------ Material supplied ------
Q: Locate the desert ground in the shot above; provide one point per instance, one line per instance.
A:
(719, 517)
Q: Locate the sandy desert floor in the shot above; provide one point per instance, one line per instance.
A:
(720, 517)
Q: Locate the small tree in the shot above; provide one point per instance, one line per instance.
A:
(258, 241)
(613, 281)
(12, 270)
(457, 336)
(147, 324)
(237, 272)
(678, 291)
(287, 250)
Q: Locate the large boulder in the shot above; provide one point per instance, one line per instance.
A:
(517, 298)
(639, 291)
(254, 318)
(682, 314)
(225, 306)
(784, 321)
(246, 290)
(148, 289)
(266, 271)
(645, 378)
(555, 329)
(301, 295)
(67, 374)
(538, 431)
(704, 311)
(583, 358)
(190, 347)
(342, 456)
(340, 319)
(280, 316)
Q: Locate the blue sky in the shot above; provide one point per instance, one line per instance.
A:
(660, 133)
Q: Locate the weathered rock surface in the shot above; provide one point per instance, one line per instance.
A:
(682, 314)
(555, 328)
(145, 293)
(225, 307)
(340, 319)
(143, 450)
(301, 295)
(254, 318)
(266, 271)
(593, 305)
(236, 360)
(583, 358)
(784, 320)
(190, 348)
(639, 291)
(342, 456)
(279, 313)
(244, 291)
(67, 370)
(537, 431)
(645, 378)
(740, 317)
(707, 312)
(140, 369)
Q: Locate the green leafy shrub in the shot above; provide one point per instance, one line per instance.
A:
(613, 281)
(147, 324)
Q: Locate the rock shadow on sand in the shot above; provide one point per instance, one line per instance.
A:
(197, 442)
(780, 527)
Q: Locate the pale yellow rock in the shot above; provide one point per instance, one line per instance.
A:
------
------ Material supplied ------
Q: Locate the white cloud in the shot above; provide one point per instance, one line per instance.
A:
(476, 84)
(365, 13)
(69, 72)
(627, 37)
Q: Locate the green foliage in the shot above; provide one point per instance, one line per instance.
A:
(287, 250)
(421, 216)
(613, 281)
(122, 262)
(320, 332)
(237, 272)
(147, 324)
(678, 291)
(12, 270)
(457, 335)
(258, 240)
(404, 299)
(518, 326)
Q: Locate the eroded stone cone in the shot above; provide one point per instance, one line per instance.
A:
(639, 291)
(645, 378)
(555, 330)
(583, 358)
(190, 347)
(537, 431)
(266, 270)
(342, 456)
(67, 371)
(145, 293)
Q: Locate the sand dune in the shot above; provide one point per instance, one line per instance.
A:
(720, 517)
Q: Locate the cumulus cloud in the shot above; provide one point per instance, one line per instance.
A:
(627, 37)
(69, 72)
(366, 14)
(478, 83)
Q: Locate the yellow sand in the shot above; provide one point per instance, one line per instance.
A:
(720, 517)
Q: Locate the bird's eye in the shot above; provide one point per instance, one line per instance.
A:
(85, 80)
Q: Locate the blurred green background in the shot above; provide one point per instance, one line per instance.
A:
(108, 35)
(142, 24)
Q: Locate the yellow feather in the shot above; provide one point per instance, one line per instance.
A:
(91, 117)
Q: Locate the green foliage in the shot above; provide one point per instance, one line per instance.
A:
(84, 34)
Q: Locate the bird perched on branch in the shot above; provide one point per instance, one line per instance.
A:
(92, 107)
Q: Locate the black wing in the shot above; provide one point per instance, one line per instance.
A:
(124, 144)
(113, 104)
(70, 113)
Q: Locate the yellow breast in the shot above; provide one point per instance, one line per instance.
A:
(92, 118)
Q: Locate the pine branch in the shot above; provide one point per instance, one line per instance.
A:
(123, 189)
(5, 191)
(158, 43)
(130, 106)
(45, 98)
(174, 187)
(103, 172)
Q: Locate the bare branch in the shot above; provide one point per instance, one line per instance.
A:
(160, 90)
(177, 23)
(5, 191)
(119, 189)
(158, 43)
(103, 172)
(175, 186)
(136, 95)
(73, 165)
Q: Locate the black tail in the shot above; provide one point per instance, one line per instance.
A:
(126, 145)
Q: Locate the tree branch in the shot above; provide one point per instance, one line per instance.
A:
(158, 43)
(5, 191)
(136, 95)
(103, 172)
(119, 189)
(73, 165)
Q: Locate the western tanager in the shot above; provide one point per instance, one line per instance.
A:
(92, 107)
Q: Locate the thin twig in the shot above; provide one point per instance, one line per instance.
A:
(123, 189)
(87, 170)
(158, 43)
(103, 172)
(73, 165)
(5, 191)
------
» **Exercise description**: Please go through the entries and show every line with the word "cloud".

» **Exercise response**:
Q: Locate the white cloud in the shot above; provide one point per instance, one line per instance.
Q: Locate the cumulus cloud in the shot above; provide one point per instance, one line per instance.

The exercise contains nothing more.